Vivado will then display the chip view of the implemented design

The next step is to export this hardware design in a form that SDK can use to build the files needed to properly configure the ZC702 to run the hardware FFT.

The block diagram must be in view. If it is not in view, expand the IP Integrator category in the Flow Navigator pane, click on Open Block Design and select system_top.bd.

With the block diagram in view, we can perform the export hardware.

From the File menu select

File > Export > Export Hardware...

NOTE: If the block diagram is not displayed, the export option will not be visible. Select Window > Diagram to display the block diagram if it is not in view.

In the dialogue box that appears, leave the defaults selected and click OK. The option to Include bitstream should be visible and checked. This is convenient as it enables Vivado to put all of the information required in a single file.

Vivado creates a hardware description file in a directory branch off of the "project" area as shown below. The file in this branch will be used in the next step so remember where it is. (You may be prompted to save the project before the hardware is exported.)

At this point, we are done with Vivado and it can be closed. Save the project for future reference if prompted.

Building the Software

With the hardware for the FFT in the PL fabric complete and included in the base TRD hardware, we need to build the software to move data into and out of the FFT block. Recall from the block diagram that the data movement in the PL is controlled by a DMA block. The software for operating the hardware FFT is simply the driver to start the DMA and to service the interrupts that are generated by the DMA block when it is complete. Because DMA is used both to load the FFT block and move the results back to the PS, there are two interrupts to service.

Building the software will be done in two separate steps; building new boot files that include the hardware and interrupt service software in the base PetaLinux system and then separately building the application that controls the overall operation and display of the results.

▶ [SHORT EXERCISE 1] In the Vivado walkthrough, how many interrupts does the software for the hardware FFT have to service?
The records were taken from a different source than the Vivado walkthrough.

▶ [LISTING]
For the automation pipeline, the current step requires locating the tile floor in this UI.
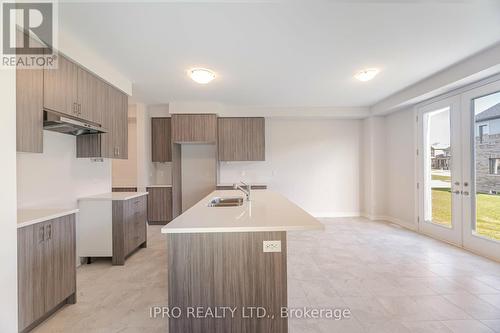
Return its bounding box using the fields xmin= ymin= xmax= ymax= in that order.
xmin=35 ymin=218 xmax=500 ymax=333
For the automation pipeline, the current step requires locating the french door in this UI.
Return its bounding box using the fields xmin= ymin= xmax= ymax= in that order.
xmin=418 ymin=97 xmax=462 ymax=245
xmin=417 ymin=81 xmax=500 ymax=260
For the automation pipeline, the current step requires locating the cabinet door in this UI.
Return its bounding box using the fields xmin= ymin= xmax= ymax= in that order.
xmin=172 ymin=114 xmax=217 ymax=143
xmin=43 ymin=54 xmax=78 ymax=117
xmin=76 ymin=80 xmax=114 ymax=158
xmin=78 ymin=67 xmax=104 ymax=124
xmin=151 ymin=118 xmax=172 ymax=162
xmin=44 ymin=214 xmax=76 ymax=311
xmin=17 ymin=223 xmax=45 ymax=331
xmin=218 ymin=118 xmax=265 ymax=161
xmin=135 ymin=196 xmax=147 ymax=247
xmin=16 ymin=65 xmax=43 ymax=153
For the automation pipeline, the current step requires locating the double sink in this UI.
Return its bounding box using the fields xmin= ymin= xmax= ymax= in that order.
xmin=208 ymin=197 xmax=243 ymax=207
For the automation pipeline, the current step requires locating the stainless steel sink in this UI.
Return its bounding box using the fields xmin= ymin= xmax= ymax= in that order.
xmin=208 ymin=197 xmax=243 ymax=207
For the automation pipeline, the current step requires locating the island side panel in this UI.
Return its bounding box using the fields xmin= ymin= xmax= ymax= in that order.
xmin=167 ymin=231 xmax=288 ymax=333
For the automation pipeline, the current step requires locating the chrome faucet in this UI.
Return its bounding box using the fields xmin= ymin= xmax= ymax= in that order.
xmin=233 ymin=181 xmax=252 ymax=201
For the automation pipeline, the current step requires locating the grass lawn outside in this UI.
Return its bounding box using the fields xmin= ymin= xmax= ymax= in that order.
xmin=432 ymin=188 xmax=500 ymax=241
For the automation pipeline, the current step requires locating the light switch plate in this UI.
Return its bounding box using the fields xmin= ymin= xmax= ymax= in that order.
xmin=262 ymin=241 xmax=281 ymax=252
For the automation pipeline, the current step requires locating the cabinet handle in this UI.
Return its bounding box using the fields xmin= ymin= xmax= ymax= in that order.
xmin=38 ymin=225 xmax=45 ymax=243
xmin=46 ymin=224 xmax=52 ymax=240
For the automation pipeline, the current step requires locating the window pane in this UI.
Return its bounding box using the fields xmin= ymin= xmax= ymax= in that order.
xmin=424 ymin=108 xmax=452 ymax=227
xmin=472 ymin=92 xmax=500 ymax=241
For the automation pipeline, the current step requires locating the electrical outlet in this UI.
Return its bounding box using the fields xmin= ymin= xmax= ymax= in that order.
xmin=262 ymin=241 xmax=281 ymax=252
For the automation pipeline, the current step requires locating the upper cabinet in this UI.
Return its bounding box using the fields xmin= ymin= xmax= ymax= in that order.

▶ [SHORT EXERCISE 2] Reproduce the records verbatim, starting at the line that contains "cabinet in this UI." and ending at the last line of the records.

▶ [WRITTEN RESPONSE 1] Two.

▶ [WRITTEN RESPONSE 2]
For the automation pipeline, the current step requires locating the upper cabinet in this UI.
Return its bounding box using the fields xmin= ymin= xmax= ymax= in that order.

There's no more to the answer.